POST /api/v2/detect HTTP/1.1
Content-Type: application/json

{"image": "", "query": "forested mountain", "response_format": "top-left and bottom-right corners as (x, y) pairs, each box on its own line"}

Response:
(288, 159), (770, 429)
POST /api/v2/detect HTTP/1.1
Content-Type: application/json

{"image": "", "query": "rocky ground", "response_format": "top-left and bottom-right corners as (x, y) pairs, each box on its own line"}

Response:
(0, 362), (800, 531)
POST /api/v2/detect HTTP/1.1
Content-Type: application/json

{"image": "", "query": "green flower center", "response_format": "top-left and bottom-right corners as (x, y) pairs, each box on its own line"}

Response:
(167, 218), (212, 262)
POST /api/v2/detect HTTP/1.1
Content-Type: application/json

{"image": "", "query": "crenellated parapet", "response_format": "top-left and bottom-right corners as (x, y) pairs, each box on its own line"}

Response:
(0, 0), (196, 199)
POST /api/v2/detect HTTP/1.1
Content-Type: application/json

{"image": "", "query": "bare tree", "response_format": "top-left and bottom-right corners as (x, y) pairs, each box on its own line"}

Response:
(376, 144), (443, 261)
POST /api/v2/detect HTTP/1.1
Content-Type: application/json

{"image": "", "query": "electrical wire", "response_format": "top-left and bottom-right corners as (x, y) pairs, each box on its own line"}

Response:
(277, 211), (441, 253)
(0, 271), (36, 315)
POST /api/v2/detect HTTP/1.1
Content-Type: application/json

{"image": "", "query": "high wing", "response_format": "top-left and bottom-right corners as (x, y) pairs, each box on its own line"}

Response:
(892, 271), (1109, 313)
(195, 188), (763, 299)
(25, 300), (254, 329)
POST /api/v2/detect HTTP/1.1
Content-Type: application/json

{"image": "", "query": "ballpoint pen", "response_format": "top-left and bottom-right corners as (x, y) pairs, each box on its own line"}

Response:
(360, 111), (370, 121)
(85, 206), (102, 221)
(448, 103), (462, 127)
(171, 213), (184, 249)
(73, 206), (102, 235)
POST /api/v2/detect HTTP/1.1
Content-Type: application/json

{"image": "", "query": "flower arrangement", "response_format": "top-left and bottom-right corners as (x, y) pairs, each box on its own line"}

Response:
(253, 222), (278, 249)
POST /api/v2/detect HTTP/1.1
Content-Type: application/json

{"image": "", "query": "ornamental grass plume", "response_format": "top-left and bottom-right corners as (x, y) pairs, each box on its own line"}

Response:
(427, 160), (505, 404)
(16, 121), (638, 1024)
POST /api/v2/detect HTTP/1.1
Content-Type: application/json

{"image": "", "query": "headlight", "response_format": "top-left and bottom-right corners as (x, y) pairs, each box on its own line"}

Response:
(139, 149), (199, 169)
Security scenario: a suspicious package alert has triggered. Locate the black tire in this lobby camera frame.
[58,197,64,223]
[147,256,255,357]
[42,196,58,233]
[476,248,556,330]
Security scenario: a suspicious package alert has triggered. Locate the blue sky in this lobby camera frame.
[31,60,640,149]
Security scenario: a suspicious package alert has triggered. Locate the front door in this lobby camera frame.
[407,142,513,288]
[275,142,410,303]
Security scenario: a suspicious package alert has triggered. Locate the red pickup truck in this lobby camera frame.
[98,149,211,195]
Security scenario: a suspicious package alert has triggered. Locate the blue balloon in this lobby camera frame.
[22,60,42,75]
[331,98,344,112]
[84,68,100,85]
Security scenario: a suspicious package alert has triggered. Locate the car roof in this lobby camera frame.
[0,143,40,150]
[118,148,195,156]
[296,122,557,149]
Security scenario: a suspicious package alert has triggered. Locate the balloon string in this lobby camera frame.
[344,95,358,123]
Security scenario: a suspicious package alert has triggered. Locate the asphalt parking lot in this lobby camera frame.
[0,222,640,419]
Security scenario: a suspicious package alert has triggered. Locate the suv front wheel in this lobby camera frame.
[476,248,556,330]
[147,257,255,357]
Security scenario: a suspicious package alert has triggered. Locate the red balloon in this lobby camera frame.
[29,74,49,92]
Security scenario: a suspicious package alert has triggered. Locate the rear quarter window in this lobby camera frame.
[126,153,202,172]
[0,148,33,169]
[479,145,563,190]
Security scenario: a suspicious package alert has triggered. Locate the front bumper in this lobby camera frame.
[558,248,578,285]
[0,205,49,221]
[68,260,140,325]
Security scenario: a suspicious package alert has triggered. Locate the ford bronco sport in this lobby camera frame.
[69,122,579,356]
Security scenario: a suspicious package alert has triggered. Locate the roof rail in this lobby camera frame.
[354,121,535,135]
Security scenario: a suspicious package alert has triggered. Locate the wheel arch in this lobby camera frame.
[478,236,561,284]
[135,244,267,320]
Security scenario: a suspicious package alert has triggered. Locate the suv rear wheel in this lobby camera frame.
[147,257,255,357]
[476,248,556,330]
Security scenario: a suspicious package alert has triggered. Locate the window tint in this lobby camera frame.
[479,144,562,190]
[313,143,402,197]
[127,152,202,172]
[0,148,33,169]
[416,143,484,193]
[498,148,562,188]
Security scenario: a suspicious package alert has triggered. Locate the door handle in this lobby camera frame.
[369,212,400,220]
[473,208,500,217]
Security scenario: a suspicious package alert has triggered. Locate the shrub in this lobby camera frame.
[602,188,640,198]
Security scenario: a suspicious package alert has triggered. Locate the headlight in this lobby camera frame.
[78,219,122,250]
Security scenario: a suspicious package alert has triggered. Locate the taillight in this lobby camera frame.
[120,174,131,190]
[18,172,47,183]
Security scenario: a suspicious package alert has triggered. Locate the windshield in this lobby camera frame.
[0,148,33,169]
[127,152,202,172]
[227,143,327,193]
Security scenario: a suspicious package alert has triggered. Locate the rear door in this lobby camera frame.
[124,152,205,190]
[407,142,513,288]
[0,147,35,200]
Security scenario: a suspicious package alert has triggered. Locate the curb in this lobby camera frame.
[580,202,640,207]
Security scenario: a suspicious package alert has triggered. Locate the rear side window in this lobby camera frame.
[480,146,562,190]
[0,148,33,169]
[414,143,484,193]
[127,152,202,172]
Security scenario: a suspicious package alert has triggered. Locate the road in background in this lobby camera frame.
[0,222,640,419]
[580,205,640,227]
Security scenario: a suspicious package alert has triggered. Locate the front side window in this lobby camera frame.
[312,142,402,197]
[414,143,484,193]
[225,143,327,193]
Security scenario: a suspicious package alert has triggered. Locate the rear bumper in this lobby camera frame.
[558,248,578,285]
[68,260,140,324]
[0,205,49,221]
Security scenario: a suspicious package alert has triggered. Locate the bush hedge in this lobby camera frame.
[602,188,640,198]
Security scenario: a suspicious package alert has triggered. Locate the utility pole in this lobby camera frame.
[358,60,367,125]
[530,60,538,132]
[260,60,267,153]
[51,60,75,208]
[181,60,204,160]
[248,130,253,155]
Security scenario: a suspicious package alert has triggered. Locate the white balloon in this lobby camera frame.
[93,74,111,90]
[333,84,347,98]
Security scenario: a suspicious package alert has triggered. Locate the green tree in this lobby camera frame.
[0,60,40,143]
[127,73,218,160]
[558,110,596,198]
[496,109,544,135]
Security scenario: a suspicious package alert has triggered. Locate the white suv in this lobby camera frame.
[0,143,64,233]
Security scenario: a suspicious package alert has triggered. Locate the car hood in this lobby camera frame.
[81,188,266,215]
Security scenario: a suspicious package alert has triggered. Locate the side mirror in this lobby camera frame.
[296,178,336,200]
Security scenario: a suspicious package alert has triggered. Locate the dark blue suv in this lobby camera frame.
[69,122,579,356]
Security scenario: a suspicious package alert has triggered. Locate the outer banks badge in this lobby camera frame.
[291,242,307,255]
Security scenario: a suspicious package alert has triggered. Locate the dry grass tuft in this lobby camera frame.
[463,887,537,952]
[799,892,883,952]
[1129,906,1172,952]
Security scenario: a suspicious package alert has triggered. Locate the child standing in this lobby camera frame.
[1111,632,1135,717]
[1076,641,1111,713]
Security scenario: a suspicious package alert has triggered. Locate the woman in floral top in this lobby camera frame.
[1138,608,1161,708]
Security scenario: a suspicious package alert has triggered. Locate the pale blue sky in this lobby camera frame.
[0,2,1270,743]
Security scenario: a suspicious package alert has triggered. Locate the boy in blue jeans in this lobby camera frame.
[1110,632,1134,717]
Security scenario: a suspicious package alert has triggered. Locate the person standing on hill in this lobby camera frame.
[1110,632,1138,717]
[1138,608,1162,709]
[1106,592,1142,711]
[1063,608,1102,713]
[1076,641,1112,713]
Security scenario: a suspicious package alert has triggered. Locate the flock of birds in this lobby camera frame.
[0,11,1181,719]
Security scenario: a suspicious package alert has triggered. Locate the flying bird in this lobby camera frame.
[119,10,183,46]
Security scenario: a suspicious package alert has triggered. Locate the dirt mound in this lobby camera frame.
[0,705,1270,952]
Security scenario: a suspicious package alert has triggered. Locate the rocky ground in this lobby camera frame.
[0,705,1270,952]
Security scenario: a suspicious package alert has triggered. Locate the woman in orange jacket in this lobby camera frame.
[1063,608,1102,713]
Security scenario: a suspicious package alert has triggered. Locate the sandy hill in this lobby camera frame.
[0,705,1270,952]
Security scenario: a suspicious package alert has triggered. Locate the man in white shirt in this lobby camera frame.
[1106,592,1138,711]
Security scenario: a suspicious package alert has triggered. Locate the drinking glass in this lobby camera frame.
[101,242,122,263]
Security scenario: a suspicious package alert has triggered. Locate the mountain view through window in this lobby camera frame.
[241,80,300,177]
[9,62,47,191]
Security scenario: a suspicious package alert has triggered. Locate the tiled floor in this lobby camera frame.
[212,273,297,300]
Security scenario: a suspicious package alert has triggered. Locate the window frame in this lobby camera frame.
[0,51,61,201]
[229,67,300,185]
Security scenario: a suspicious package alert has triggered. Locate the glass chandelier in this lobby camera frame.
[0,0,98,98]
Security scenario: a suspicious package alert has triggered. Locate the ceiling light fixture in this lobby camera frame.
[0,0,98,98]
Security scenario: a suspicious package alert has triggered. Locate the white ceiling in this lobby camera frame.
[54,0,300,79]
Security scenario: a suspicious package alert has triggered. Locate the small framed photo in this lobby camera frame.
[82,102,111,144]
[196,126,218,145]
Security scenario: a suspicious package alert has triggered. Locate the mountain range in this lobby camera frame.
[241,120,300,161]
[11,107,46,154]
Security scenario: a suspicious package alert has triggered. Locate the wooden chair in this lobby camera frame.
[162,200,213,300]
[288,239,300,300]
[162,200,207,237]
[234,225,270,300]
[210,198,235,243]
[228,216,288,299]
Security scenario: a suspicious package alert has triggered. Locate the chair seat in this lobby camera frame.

════

## [REQUEST]
Render the lines starting with the line containing "blue suv in this lobby camera frame." and going on through the line containing "[1129,906,1172,952]" as a two-column CSV with the headers instruction and boxes. Give one row for each instruction together with the bracketed coordinates that follow it, putting each in a single quoted field and turning any line breaks into spaces.

## [WRITTEN REPLY]
instruction,boxes
"Security scenario: a suspicious package alert has triggered. Locate the dark blue suv in this lobby camera frame.","[69,122,579,356]"
"Security scenario: a suspicious package alert has triggered. Locate the outer banks badge in this lobby camera frame.","[291,242,307,255]"
"Security scenario: a suspicious package alert has triggered. Locate the dry grass tuft in this lobby camera frame.","[463,887,537,952] [799,892,883,952] [1129,906,1172,952]"